Your goal:
Every entry must be given again exactly.
-------- Record extracts
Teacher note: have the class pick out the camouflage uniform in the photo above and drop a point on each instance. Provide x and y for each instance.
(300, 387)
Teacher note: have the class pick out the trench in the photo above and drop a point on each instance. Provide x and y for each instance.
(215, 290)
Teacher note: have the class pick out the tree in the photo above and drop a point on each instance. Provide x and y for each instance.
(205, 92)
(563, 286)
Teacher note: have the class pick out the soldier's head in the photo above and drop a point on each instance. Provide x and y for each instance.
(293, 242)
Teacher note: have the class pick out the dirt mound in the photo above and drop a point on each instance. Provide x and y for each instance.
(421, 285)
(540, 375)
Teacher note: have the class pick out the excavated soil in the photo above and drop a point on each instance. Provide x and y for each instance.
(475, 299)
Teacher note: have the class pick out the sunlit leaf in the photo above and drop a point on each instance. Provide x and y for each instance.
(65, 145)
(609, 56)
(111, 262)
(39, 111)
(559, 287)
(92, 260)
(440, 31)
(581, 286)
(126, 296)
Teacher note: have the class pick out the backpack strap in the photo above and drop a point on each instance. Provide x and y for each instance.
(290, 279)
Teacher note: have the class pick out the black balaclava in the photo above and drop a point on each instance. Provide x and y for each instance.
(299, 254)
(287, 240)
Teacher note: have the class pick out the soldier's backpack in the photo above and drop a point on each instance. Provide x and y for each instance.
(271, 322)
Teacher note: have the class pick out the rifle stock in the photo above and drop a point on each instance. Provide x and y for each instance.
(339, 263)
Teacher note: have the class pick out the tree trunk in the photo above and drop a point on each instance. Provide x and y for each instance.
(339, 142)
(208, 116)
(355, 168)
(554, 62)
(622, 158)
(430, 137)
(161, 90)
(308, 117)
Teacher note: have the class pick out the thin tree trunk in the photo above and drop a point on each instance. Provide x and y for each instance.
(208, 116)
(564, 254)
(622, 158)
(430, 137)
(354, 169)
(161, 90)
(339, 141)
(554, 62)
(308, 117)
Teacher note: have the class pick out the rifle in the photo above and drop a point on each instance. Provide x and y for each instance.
----------------
Task solution:
Teacher note: have the class pick out the camouflage uniform in the photo above and drop a point on each instance. Provide x and y for each instance.
(300, 387)
Teacher note: have the class pick out the trench in the photo above and drop a point on each instance. Provide x and y for each instance.
(215, 290)
Teacher note: have the class pick out the tree in the photo above and drop a point on each instance. Provide x and y for each instance.
(205, 92)
(563, 286)
Teacher note: have the class pick out the soldier's head in the photo above and drop a point on each instance. Provide x and y for each instance.
(293, 242)
Teacher note: have the class pick out the dirt mound in the photo above and drop a point on each instance. Provide x and y for each instance.
(421, 285)
(540, 375)
Teacher note: have the class pick out the excavated soil in the photo above and drop a point on each instance. Provide x and y for each instance.
(475, 299)
Teacher note: have the class pick out the sunlit leaf in the photo above and drop a point on each instance. Provide x and y for each instance.
(65, 145)
(609, 56)
(111, 262)
(39, 111)
(559, 287)
(92, 260)
(440, 31)
(581, 286)
(126, 296)
Teacher note: have the class pick out the backpack strap in the photo above and drop a point on each instance. Provide x and y for each instance.
(290, 279)
Teacher note: have the class pick out the black balaclava in the photo above and drop a point on each instance. Provide x and y for each instance.
(299, 254)
(287, 240)
Teacher note: have the class pick out the soldier's backpack in the photo above and drop a point on each instance. Provide x and y for each instance.
(271, 322)
Teacher note: have the class pick out the rifle stock in the photo above and drop a point on each instance. Provide x and y for each instance.
(339, 263)
Teacher note: have the class pick out the tree trunk in the photo above and drop a point on each instance. Provide x and y for each instance.
(339, 142)
(208, 116)
(355, 168)
(554, 62)
(622, 158)
(430, 137)
(161, 90)
(308, 117)
Teacher note: have the class pick out the thin tree trunk in the photo above and drop a point on each instance. Provide x and y for each instance.
(208, 116)
(564, 254)
(622, 158)
(430, 137)
(354, 169)
(161, 90)
(339, 141)
(554, 62)
(308, 117)
Teacher note: have the class pick out the rifle in the photo above and drop a point on each instance. Provide x and y for each instance.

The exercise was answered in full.